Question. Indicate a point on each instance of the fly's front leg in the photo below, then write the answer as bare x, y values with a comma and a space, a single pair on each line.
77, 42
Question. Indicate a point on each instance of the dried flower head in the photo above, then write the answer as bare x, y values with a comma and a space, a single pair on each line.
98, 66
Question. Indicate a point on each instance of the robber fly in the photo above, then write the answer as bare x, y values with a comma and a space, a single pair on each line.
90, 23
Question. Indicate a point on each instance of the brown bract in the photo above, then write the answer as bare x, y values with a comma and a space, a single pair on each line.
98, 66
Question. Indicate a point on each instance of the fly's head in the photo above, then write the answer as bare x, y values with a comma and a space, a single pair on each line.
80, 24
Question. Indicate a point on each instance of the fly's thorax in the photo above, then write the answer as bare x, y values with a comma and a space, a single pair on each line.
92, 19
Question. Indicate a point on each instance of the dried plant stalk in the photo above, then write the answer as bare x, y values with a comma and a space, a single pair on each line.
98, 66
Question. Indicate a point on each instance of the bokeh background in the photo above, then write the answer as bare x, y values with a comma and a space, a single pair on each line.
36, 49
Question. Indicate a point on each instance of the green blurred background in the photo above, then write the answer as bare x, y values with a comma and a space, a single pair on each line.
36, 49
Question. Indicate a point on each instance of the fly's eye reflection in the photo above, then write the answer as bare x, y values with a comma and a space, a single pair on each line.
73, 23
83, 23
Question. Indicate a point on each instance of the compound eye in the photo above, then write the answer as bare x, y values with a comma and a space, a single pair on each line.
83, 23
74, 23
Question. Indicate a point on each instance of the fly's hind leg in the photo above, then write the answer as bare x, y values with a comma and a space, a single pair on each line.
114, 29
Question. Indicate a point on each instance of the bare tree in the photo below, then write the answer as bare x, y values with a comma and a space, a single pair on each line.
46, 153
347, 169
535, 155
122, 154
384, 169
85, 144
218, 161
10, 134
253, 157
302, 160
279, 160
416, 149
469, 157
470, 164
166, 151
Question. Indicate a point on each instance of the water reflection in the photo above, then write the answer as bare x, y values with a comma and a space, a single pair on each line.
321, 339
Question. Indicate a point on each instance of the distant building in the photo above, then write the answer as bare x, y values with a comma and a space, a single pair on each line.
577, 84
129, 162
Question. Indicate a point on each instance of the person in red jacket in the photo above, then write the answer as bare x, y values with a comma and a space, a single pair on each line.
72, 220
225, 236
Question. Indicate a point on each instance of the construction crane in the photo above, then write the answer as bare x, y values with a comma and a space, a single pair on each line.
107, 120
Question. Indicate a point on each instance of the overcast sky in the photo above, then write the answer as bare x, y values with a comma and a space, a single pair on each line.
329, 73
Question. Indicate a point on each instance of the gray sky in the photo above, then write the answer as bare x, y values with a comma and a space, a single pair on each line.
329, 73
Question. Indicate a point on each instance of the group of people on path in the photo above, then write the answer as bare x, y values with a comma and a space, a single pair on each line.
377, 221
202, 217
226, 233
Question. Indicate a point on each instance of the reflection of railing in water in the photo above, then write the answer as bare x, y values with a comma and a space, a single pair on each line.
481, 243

____________________

_Your objective_
Could you swap "railing" for "guardrail" in the data, starting with the line containing "Question. Indicate a point on each instance of the gray" and going on through the end of the data? Return only those lines, with everything else unchanged.

_Task solution_
Question. Indicate a point on each instance of the gray sky in the photo above, then write the answer as bare x, y values with a comma and a space, a single pair on each line.
329, 73
Question. Indicate a point on each instance of the group of people on path in the photo above, then write the answer as bare x, y values with a comma and a space, a single pair on each line.
377, 221
202, 217
226, 233
Question. Indicate a point on each instance of the reflection of guardrail in water in the photo above, then write the answer as bare x, y values with a comma and a space, a single pair on each line.
481, 243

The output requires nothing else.